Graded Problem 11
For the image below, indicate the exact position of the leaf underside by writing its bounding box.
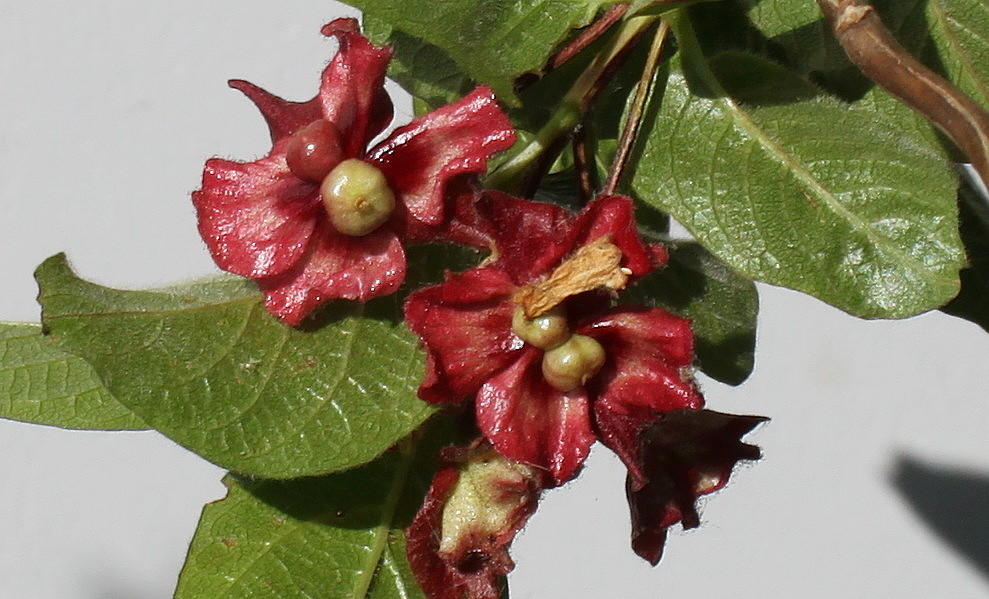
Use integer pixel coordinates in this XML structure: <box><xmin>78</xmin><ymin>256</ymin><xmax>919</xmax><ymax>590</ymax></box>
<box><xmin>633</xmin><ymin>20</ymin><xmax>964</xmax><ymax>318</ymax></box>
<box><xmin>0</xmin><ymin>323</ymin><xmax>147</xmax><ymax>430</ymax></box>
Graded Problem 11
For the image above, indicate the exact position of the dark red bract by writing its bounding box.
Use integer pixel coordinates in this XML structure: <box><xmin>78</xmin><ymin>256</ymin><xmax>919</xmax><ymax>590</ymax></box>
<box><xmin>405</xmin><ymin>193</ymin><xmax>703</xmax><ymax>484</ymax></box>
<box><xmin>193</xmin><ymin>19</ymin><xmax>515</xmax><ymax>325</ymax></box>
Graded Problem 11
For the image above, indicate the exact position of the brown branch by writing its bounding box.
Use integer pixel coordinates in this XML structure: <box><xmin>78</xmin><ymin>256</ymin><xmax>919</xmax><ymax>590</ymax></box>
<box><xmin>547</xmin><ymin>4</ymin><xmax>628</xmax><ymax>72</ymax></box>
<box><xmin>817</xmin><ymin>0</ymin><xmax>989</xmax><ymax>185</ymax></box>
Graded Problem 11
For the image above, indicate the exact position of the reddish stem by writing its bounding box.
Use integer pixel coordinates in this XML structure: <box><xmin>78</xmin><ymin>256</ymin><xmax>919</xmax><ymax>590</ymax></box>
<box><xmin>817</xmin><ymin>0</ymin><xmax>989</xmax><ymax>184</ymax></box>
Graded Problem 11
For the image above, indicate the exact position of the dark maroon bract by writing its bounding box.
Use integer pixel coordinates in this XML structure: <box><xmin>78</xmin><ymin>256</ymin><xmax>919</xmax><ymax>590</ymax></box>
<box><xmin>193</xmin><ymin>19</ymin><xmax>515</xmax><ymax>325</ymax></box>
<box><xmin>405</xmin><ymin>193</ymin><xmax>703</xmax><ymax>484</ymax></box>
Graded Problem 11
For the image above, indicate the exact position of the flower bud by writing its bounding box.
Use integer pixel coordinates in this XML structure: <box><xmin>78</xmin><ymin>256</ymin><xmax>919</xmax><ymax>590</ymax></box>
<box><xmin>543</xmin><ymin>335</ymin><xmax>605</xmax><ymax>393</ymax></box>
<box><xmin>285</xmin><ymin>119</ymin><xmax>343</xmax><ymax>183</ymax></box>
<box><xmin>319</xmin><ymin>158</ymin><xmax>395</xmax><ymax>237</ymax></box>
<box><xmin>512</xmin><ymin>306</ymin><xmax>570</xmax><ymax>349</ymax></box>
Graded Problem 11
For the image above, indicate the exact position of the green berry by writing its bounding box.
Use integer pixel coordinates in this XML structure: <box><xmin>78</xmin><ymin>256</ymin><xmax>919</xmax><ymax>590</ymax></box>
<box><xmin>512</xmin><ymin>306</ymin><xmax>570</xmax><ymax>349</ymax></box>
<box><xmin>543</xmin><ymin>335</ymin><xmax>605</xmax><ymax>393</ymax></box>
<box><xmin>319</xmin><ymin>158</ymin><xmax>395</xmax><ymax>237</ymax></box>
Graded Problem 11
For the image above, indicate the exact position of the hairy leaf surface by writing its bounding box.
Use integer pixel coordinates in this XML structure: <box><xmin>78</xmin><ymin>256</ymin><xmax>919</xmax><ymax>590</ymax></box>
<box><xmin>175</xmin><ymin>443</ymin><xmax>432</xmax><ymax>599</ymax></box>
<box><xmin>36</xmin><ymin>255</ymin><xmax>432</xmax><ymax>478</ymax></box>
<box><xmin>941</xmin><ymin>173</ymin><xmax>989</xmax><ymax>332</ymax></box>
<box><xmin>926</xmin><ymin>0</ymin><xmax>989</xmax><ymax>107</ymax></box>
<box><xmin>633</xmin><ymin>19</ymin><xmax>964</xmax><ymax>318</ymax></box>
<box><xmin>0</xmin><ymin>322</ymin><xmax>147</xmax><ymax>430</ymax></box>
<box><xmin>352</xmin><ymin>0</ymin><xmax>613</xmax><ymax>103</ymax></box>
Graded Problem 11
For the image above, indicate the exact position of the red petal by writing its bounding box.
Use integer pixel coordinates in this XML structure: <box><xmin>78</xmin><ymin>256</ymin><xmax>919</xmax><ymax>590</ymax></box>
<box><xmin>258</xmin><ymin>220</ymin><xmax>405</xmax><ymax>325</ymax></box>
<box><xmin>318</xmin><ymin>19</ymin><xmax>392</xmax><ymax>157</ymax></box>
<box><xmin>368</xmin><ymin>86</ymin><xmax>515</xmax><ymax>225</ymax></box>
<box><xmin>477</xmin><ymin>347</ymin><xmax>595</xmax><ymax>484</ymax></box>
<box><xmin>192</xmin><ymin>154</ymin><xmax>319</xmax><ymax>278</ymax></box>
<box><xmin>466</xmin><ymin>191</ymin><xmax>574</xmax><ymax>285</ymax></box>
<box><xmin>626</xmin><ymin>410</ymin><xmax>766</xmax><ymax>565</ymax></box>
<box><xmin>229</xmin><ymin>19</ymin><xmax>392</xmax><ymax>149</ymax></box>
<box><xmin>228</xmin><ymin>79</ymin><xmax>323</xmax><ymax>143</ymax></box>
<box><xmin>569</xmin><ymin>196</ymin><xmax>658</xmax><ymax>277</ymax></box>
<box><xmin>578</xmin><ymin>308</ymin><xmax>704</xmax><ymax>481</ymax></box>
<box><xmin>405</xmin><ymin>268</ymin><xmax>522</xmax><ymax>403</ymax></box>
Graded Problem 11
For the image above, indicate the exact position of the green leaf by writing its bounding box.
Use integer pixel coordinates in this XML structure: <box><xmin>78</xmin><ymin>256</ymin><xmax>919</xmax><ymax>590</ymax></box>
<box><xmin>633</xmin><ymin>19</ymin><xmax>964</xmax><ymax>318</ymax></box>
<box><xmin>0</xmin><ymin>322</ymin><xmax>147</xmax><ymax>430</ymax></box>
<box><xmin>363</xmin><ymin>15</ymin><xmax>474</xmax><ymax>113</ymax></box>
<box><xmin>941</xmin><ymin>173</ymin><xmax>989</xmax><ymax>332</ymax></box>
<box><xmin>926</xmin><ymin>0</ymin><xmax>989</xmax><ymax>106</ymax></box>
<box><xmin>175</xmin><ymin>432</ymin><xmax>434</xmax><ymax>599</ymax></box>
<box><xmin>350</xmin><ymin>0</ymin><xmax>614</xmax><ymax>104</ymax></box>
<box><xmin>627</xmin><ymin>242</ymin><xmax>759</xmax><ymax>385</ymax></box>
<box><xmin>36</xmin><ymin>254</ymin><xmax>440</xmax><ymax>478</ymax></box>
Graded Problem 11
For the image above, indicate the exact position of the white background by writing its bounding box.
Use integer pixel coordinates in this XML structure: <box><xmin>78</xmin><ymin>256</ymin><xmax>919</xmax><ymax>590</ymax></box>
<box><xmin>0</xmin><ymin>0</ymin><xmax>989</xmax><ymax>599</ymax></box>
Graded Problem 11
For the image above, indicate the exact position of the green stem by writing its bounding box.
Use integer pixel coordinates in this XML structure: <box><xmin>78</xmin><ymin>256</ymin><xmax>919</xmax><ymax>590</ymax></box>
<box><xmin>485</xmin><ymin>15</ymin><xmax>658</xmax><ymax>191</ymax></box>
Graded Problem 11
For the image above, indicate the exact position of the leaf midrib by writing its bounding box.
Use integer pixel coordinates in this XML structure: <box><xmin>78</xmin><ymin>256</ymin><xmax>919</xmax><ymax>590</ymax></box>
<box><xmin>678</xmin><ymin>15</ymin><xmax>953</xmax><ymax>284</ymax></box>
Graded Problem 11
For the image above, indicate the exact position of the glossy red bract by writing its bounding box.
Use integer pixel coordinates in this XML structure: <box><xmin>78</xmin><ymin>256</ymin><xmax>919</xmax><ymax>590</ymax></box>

------------------------------------------------------------

Gather every line of the records above that contains the word "bract", matching case exactly, and copy each one out.

For the image above, indicate the exact position of the dark red bract by writing its bounding box.
For the image above, indicate the exact position of the dark maroon bract by writing its bounding box.
For the image above, indicate the exact position of the glossy red bract by writing its bounding box.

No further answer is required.